• _Goal_:
Copy out every line below, word for word and in the same order.

═════ Records to use

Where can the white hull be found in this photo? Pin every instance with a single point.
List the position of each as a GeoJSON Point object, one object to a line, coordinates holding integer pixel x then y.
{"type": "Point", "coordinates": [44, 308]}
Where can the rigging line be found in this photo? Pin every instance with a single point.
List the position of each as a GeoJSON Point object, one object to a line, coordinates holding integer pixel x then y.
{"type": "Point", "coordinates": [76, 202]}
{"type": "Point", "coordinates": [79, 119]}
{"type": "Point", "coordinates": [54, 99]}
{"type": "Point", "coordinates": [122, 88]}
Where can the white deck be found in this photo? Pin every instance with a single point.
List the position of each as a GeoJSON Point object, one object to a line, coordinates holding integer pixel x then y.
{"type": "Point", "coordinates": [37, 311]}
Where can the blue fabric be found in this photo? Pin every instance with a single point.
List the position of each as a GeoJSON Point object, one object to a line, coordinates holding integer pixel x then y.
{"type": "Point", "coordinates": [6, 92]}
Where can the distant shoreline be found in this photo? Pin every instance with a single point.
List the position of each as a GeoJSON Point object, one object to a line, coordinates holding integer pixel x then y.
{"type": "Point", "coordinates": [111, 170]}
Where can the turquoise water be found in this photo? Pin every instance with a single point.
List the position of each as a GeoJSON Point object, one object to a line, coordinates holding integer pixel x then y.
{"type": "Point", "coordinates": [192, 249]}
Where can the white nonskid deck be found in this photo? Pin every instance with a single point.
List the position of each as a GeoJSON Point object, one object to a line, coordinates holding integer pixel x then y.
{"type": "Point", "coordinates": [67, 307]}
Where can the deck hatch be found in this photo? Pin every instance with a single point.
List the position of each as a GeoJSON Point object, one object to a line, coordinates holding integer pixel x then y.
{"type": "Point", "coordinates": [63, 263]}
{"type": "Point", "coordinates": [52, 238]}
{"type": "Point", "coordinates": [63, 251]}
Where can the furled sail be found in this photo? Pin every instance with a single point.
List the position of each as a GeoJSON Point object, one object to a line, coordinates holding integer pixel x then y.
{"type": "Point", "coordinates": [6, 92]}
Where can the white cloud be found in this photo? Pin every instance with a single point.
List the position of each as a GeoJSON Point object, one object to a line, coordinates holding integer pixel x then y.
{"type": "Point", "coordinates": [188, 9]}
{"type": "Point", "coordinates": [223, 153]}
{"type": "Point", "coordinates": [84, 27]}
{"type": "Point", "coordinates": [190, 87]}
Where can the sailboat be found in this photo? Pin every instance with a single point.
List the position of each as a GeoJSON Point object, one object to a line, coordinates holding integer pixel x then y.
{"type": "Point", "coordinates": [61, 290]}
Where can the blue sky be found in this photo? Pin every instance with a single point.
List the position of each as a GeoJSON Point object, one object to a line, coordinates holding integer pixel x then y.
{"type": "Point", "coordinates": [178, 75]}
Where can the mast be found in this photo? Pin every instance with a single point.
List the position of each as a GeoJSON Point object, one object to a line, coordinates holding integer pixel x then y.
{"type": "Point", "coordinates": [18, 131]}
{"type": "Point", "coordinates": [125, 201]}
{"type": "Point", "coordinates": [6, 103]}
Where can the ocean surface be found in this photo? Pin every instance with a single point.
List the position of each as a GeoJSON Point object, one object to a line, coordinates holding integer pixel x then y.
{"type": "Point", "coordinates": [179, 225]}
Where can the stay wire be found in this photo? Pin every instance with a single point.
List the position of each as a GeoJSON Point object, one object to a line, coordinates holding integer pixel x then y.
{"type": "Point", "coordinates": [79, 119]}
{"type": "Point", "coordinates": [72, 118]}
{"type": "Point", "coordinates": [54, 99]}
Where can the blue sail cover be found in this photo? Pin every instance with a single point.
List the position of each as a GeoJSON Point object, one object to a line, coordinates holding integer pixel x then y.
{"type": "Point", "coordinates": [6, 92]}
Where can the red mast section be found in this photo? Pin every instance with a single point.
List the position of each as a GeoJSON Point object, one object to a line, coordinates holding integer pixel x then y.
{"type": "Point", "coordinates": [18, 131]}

══════════

• _Full response_:
Where can the white hull be found in this photo? Pin every instance with a single point.
List the position of each as a GeoJSON Point object, one object to a line, coordinates holding integer pixel x then y.
{"type": "Point", "coordinates": [44, 308]}
Where can the rigging line be found in this photo? Pin every instance with a single point.
List the position of each as a GeoJSON Point object, one object to a line, coordinates holding integer pixel x then y.
{"type": "Point", "coordinates": [76, 202]}
{"type": "Point", "coordinates": [79, 119]}
{"type": "Point", "coordinates": [54, 99]}
{"type": "Point", "coordinates": [122, 88]}
Where can the white deck be found in this photo? Pin every instance with a single point.
List the position of each as a GeoJSON Point object, one object to a line, coordinates holding integer pixel x then y.
{"type": "Point", "coordinates": [37, 311]}
Where can the blue fabric be found in this photo? Pin every instance with a single point.
List the position of each as a GeoJSON Point object, one object to a line, coordinates holding integer pixel x then y.
{"type": "Point", "coordinates": [6, 92]}
Where can the distant shoreline be found in this photo? Pin every instance with a single point.
List the position of each as a GeoJSON Point object, one object to a line, coordinates holding integer pixel x then y.
{"type": "Point", "coordinates": [111, 170]}
Where can the turquoise water be found in this photo? Pin every instance with a single point.
List the position of each as a GeoJSON Point object, one object to a line, coordinates holding integer pixel x then y.
{"type": "Point", "coordinates": [192, 249]}
Where can the white nonskid deck be found in this photo? Pin every instance with a single point.
List the position of each as a GeoJSON Point object, one object to a line, coordinates holding integer pixel x then y.
{"type": "Point", "coordinates": [67, 307]}
Where can the deck hatch be found in this photo? Pin every instance with a single point.
List the position of each as a GeoJSON Point object, one object to a line, coordinates holding integer pixel x then y.
{"type": "Point", "coordinates": [63, 263]}
{"type": "Point", "coordinates": [52, 238]}
{"type": "Point", "coordinates": [63, 251]}
Where can the furled sail be found in this photo? Pin every instance with a single point.
List the position of each as a GeoJSON Point object, one object to a line, coordinates holding integer pixel x then y.
{"type": "Point", "coordinates": [6, 92]}
Where can the white cloud be found in this photo? Pin every instance with a single point.
List the position of each as a GeoJSON Point object, one object to a line, coordinates holding integer pixel x then y.
{"type": "Point", "coordinates": [188, 9]}
{"type": "Point", "coordinates": [223, 153]}
{"type": "Point", "coordinates": [84, 27]}
{"type": "Point", "coordinates": [190, 87]}
Where can the sailboat be found in this photo? Pin every instance with a single point.
List the position of each as a GeoJSON Point object, one object to a line, coordinates holding integer pixel x then y.
{"type": "Point", "coordinates": [61, 290]}
Where can the blue sky be found in this photo? Pin every instance with a single point.
List the position of each as a GeoJSON Point object, one object to a line, coordinates holding integer pixel x then y.
{"type": "Point", "coordinates": [178, 75]}
Where can the mast be found in this photo? Pin every instance with a single point.
List the position of each as a GeoJSON Point object, one object to a line, coordinates holding integer pixel x then y.
{"type": "Point", "coordinates": [18, 131]}
{"type": "Point", "coordinates": [125, 201]}
{"type": "Point", "coordinates": [6, 103]}
Where can the ocean surface be found in this photo? Pin every instance with a single point.
List the position of each as a GeoJSON Point object, one object to a line, coordinates holding integer pixel x then y.
{"type": "Point", "coordinates": [179, 225]}
Where can the stay wire be found in this photo? Pin every instance with a single point.
List the position of each as a GeoJSON Point object, one object to a line, coordinates holding integer pixel x then y.
{"type": "Point", "coordinates": [79, 119]}
{"type": "Point", "coordinates": [72, 118]}
{"type": "Point", "coordinates": [54, 99]}
Where can the blue sail cover be found in this photo? Pin every instance with a single point.
List the position of each as a GeoJSON Point object, one object to a line, coordinates holding integer pixel x then y.
{"type": "Point", "coordinates": [6, 92]}
Where can the red mast section be found in this photo? Pin every instance with a single point.
List the position of each as a GeoJSON Point object, one object to a line, coordinates holding integer pixel x then y.
{"type": "Point", "coordinates": [18, 131]}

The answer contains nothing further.